===== Teks Halaman =====

Akibat hukum yang dilahirkan akibat adanya talak ba’in kubra ini adalah sebagai berikut;
1. Terputusnya segala hubungan dan ikatan suami istri setelah talak dijatuhkan;
2. Suami tidak lagi memiliki hak talak;
3. Suami dan istri tidak saling mewarisi meskipun dalam masa iddah .

Negara selaku pihak yang berwenang dalam mengawasi tingkah laku setiap warga negaranya, mempunyai kewajiban untuk mengeluarkan peraturan yang baku dan mempunyai kepastian hukum tetap untuk menjamin tertibnya warga negara. Dalam hal ini, Negara melalui instansi yang ditunjuk dan berwenang membuat sebuah kodifikasi peraturan perundang-undangan mengenai hal ini. Demikian juga halnya dengan masalah pernikahan, talak, rujuk dan hal lain yang berkaitan dengannya yang berkaitan dengannya yang terjadi di wilayah hukum Negara Kesatuan Republik Indonesia (NKRI) mempunyai peraturan yang mengaturnya.

===== Data yang Diberikan =====

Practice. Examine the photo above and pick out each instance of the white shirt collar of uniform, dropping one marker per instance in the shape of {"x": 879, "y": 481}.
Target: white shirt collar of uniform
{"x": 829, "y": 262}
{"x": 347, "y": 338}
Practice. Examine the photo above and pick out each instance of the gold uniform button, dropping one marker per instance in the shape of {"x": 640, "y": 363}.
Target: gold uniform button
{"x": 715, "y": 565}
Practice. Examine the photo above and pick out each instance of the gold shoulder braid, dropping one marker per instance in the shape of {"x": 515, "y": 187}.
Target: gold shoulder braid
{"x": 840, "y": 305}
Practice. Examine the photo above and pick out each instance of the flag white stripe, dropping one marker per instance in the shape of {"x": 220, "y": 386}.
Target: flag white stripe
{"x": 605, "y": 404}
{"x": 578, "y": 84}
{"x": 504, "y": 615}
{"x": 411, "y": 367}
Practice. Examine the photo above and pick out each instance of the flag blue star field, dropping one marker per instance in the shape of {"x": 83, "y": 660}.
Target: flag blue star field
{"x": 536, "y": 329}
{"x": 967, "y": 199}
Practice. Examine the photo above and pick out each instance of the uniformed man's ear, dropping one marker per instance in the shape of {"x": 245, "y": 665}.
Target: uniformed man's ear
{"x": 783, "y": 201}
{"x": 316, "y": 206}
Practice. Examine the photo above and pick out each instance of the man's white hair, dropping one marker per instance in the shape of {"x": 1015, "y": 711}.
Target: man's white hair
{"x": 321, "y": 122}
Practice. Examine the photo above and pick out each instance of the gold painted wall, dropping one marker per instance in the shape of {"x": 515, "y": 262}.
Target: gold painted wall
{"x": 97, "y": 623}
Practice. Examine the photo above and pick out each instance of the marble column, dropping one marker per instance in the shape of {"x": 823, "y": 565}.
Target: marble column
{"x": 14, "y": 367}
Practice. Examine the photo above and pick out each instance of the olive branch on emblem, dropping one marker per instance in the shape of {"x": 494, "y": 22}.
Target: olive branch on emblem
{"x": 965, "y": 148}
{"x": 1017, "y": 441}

=====

**Tugas Latihan**
1 – Dalam teks tentang talak, untuk apa negara wajib mengeluarkan peraturan yang baku dan berkepastian hukum tetap? Jawab dalam satu sampai tiga kalimat.
2 – Ulangi kata demi kata bagian teks tentang talak antara "Akibat hukum yang" dan "masa iddah .", termasuk keduanya.

**Jawaban Soal**
1 – Negara wajib mengeluarkan peraturan seperti itu untuk menjamin tertibnya warga negara. Kewajiban ini ada karena negara adalah pihak yang berwenang mengawasi tingkah laku setiap warga negaranya.

2 –
Akibat hukum yang dilahirkan akibat adanya talak ba’in kubra ini adalah sebagai berikut;
1. Terputusnya segala hubungan dan ikatan suami istri setelah talak dijatuhkan;
2. Suami tidak lagi memiliki hak talak;
3. Suami dan istri tidak saling mewarisi meskipun dalam masa iddah .